Exercise objective:
Copy the passage of the wind power text that starts with "One major goal" and continues through "the highest evolution.", word for word.

Document:
Received: 11 August 2009 / Accepted: 5 November 2009 / Published: 9 November 2009

Abstract

:
Large penetration of Renewable Energy Sources (RES) impacts Energy Supply Industry (ESI) in many aspects leading to a fundamental change in electric power systems. It raises a number of technical challenges to the Transmission System Operators (TSOs), Distribution System Operators (DSOs) and Wind Turbine Generators (WTG) constructors. This paper aims to present in a thorough and coherent way the redrawn picture for Energy Systems under these conditions. Topics related to emergent technical challenges, technical solutions required and finally the impact on ESI due to large wind power penetration, are analyzed. Finally, general conclusions are extracted about the ESI current and future state and general directions are recommended.
Keywords:
wind power; large wind penetration; wind integration; energy supply industry; electric market

1. Introduction

One major goal for the ESI in Europe is the large-scale penetration of RES. This achievement and the increase in the share of natural gas against fossil fuels are the most important means towards achieving compliance with the Kyoto Protocol commitments. EU has set ambitious targets, aiming at a 20% share for renewables in the final energy demand by 2020 [1]. The target set for Greece aims to increase the contribution of RES to the final energy consumption to 18% by 2020 [2]. Among available RES technologies, wind power is expected to contribute the largest part and is expected to have the highest evolution.
Since RES technologies are not yet economically competitive with conventional thermal generation, several European countries exclude RES technologies from competition by giving them priority in dispatch [1]; moreover, in almost all the EU member states, RES are promoted through significant incentives such as fixed feed-in tariffs (for instance Germany, Spain, Denmark, Greece, etc), long term contracts but also, in some countries, subsidies on capital investment. These incentives have been proven very successful and significant wind capacity has been installed in many European countries (especially in Germany, Denmark and Spain). It should be mentioned that other market integration approaches—e.g., full exposure of wind generation to market risks–have been proven to be successful as well [3].
The large wind power penetration impacts the ESI both technically and economically. From a technical point of view, ESI faces a variety of technical problems and challenges such as frequency and voltage regulation, available transmission capacities to accommodate RES plants, power quality issues, monitoring and control by the Energy Management Systems (EMS), operational practices, ancillary services, connection interfaces, etc. These issues are currently under investigation by the TSOs in the EU. Concerning electricity economics, large RES penetration will impact emissions, energy balances and generation mix, electricity markets, etc. [4,5,6]. RES will change the generation mix against conventional thermal generation (mainly the load following generators) and they will reduce proportionally their market share. This impact may be significant for the new market entrants (mainly natural gas combined cycle generators). In this sense, it seems that the targets for market opening and large-scale RES penetration may conflict each other; therefore, policies and regulations in both conventional and RES sectors are crucial to mutually achieve said goals and should be carefully designed. This paper presents the major topics under investigation concerning the impacts of large-scale wind integration into Electric Power Systems.

Dataset extract:
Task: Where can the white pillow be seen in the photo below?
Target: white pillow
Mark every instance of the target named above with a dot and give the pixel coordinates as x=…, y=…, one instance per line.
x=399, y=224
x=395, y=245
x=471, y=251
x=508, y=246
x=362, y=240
--
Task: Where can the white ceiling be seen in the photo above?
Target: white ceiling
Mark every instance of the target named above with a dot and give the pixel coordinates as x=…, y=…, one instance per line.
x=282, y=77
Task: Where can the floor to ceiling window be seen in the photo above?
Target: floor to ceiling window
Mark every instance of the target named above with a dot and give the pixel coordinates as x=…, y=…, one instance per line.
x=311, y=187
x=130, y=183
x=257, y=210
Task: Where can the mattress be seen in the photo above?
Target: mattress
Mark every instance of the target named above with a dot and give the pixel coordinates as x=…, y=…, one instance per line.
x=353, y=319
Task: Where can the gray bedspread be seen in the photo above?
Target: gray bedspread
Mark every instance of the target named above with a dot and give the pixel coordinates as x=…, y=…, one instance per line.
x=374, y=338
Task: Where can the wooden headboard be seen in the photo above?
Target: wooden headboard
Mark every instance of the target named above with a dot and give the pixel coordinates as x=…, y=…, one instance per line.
--
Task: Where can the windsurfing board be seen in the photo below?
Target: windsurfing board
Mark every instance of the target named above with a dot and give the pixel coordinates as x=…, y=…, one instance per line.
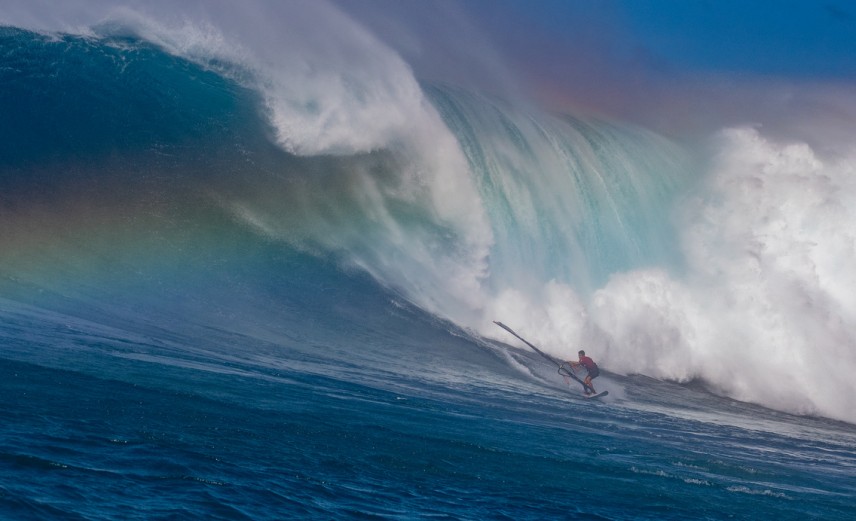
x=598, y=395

Result of the exercise:
One major goal for the ESI in Europe is the large-scale penetration of RES. This achievement and the increase in the share of natural gas against fossil fuels are the most important means towards achieving compliance with the Kyoto Protocol commitments. EU has set ambitious targets, aiming at a 20% share for renewables in the final energy demand by 2020 [1]. The target set for Greece aims to increase the contribution of RES to the final energy consumption to 18% by 2020 [2]. Among available RES technologies, wind power is expected to contribute the largest part and is expected to have the highest evolution.